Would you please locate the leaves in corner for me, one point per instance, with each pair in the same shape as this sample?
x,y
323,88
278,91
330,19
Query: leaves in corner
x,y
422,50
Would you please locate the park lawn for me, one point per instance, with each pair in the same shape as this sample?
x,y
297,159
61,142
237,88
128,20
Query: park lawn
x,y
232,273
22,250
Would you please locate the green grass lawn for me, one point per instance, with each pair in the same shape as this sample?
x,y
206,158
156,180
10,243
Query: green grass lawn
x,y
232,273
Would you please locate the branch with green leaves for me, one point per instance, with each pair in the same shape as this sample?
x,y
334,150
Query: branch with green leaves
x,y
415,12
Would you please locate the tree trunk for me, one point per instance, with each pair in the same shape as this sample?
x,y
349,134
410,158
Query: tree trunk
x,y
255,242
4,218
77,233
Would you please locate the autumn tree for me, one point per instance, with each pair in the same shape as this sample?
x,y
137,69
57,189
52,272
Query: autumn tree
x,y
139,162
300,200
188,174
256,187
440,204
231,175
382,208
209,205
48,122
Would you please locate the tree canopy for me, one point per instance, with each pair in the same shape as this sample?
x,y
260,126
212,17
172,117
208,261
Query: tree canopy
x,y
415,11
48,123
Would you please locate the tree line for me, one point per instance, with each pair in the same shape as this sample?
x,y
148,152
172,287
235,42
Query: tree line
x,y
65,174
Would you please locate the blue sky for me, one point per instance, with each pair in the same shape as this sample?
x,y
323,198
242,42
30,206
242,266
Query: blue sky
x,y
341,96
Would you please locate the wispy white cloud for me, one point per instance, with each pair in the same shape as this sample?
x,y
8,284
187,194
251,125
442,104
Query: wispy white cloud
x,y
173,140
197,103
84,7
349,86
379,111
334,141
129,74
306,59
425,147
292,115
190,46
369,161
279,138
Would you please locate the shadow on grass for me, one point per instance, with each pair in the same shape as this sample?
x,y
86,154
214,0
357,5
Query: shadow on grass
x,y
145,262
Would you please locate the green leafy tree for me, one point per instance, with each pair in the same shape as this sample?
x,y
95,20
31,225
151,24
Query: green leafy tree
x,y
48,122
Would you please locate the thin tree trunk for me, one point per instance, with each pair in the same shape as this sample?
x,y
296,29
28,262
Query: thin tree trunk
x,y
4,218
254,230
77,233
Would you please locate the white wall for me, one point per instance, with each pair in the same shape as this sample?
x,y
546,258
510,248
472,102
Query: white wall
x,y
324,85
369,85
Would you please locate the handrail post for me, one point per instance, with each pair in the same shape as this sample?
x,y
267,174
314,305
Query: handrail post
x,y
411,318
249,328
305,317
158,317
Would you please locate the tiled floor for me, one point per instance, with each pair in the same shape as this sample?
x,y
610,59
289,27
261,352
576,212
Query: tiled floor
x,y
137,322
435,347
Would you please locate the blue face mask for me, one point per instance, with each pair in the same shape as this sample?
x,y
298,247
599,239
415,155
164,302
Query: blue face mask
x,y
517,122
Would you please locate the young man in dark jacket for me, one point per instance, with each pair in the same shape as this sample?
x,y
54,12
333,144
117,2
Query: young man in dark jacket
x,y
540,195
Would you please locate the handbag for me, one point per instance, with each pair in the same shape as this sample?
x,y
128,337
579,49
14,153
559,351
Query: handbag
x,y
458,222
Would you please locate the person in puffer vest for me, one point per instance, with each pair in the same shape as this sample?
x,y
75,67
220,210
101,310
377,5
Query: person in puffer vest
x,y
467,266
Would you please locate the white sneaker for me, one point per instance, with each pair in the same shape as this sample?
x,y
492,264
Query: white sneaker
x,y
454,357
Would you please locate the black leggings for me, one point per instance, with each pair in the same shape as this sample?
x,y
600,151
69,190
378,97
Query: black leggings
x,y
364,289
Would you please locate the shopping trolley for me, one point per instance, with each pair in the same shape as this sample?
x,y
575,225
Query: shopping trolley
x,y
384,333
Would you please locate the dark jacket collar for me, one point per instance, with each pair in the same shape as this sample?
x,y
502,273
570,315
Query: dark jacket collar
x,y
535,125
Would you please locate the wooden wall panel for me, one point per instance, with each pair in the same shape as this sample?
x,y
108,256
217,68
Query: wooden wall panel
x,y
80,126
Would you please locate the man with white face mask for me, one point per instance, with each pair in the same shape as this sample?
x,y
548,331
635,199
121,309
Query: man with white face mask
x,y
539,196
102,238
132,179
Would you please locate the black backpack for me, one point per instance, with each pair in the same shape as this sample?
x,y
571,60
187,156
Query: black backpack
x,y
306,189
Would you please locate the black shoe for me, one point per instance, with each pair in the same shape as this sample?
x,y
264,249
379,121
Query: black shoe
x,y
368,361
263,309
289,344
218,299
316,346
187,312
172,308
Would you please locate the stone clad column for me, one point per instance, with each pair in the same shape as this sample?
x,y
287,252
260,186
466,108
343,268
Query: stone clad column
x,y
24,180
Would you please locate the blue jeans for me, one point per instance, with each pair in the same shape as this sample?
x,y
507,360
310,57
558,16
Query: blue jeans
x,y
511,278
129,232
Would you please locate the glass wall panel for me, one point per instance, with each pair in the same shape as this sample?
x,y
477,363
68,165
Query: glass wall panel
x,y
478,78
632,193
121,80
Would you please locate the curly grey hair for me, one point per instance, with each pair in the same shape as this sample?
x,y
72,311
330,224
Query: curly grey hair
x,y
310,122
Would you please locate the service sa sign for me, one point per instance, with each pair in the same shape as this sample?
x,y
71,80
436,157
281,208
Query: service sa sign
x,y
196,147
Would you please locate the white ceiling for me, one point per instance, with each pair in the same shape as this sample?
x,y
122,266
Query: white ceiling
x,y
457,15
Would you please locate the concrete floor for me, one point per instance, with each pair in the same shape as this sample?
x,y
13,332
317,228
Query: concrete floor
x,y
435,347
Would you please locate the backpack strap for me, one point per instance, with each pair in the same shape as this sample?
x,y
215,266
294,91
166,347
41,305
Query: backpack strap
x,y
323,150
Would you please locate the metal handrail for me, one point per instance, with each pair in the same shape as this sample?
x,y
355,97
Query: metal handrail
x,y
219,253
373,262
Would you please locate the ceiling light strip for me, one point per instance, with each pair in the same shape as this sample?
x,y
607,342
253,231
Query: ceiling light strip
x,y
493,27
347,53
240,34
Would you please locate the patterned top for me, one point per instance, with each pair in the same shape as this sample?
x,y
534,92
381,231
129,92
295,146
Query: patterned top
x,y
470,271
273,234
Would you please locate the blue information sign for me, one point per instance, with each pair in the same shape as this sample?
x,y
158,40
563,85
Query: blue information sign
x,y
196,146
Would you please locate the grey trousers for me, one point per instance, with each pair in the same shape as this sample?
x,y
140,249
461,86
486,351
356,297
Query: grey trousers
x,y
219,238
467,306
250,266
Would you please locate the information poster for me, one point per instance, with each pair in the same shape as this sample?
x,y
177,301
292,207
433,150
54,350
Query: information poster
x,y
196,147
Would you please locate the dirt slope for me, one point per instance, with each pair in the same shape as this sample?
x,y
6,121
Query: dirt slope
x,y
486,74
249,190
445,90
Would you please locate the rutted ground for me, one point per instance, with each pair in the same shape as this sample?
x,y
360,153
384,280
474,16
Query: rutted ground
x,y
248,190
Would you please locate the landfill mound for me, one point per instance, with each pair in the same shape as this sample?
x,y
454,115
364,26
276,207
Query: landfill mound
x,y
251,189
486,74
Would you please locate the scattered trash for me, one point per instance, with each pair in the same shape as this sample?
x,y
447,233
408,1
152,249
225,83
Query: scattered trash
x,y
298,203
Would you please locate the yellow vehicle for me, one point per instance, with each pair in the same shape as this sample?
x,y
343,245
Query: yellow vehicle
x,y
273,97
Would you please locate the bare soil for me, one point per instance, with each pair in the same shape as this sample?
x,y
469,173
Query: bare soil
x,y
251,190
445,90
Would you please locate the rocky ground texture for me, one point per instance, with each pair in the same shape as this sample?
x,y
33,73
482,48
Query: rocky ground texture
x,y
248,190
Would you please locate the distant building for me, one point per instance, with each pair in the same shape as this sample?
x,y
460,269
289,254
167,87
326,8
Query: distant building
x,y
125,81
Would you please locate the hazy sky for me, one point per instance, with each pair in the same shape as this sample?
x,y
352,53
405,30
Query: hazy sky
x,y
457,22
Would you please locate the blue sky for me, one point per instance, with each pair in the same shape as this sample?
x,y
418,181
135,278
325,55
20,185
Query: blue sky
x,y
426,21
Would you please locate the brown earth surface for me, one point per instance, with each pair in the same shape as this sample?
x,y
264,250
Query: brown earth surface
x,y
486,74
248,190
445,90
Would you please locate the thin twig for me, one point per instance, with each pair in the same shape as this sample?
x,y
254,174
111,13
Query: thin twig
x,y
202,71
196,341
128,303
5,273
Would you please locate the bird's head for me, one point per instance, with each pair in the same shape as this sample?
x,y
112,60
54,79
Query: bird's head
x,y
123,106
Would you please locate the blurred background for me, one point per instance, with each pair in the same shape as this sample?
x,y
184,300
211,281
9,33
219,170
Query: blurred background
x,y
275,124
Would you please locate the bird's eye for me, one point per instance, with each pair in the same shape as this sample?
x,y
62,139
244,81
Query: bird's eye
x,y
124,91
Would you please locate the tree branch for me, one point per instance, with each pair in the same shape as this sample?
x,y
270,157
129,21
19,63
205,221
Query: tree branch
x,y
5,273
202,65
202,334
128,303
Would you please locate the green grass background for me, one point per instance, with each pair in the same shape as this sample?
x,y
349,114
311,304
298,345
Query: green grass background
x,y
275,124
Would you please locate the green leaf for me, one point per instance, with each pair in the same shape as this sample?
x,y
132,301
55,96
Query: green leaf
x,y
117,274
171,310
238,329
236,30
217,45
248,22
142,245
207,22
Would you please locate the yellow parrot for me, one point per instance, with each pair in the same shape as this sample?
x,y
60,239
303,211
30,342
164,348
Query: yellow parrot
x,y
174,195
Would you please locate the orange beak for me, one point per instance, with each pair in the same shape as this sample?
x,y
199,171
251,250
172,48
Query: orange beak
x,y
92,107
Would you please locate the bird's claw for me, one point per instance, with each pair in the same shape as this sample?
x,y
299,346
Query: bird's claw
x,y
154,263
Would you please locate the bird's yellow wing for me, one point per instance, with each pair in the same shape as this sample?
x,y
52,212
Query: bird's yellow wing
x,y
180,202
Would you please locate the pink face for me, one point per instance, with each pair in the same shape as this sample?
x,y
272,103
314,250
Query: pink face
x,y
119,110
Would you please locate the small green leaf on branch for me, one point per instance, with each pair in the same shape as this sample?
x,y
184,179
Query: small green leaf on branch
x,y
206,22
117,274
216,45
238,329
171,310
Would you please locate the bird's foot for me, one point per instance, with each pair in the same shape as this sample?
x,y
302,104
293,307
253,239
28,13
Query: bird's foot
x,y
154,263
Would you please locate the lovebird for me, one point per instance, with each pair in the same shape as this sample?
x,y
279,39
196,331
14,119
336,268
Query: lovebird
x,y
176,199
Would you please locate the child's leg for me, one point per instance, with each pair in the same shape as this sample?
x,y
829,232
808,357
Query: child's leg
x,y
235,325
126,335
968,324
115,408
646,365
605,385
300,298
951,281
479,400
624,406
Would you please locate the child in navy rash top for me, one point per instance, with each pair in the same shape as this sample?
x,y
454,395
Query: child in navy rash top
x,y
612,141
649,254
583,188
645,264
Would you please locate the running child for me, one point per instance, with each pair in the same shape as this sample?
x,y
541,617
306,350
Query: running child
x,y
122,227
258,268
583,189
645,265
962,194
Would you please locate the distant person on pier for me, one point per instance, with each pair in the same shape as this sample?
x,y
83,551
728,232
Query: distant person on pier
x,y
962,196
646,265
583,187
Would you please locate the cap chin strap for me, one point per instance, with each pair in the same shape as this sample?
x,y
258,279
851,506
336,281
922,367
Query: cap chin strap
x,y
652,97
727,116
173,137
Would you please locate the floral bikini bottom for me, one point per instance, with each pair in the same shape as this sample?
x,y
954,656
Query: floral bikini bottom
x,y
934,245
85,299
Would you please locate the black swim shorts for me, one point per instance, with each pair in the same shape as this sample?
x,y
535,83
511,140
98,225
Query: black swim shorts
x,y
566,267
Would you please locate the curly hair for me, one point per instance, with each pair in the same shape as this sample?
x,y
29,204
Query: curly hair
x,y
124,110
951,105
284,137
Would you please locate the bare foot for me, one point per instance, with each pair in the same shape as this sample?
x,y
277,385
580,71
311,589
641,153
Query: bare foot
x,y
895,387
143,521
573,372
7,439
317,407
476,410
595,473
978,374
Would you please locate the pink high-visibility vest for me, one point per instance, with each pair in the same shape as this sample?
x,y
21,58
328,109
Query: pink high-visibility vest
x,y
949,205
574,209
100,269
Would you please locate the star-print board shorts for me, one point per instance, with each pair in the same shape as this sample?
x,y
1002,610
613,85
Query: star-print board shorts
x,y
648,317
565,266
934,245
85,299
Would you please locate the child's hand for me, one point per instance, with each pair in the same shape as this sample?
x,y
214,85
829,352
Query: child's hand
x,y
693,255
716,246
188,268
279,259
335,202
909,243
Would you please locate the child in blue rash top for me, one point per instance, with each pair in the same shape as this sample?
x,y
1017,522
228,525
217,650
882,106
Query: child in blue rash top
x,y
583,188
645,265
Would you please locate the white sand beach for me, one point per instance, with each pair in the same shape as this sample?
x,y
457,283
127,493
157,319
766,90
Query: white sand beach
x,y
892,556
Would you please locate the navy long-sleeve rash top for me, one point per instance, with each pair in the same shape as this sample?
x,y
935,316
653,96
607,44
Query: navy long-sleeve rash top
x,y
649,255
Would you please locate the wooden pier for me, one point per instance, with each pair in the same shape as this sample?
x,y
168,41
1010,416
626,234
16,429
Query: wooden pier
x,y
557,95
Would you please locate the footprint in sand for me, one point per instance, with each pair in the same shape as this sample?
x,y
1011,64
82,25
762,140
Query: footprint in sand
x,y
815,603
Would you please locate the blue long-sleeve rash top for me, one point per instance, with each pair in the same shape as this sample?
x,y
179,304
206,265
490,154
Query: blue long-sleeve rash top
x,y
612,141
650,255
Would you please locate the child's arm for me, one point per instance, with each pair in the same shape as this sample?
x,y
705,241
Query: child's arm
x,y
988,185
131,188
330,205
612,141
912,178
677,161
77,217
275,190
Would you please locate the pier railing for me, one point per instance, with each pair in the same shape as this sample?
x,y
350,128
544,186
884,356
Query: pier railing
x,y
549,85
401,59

**Requirements**: Set down nothing but the lines from the one with "Would you please locate the blue long-sleeve" through the end of the records, keeping each line exactly as written and including both ends.

**Solution to this problem**:
Would you please locate the blue long-sleeve rash top for me, one point per instance, with each pair in the same shape as this sample?
x,y
179,304
206,265
490,154
Query: blue long-sleeve rash top
x,y
612,141
650,255
Would you please locate the child's arm for me, one point per instance, with each pair in the same shape as this sample?
x,y
705,241
Query: child's arm
x,y
988,185
131,188
330,205
612,141
912,178
677,161
77,217
275,190
Would you please locate the pier railing for me, one point per instance, with each pair in the same shape as this sample?
x,y
350,128
544,186
884,356
Query: pier railing
x,y
549,85
401,59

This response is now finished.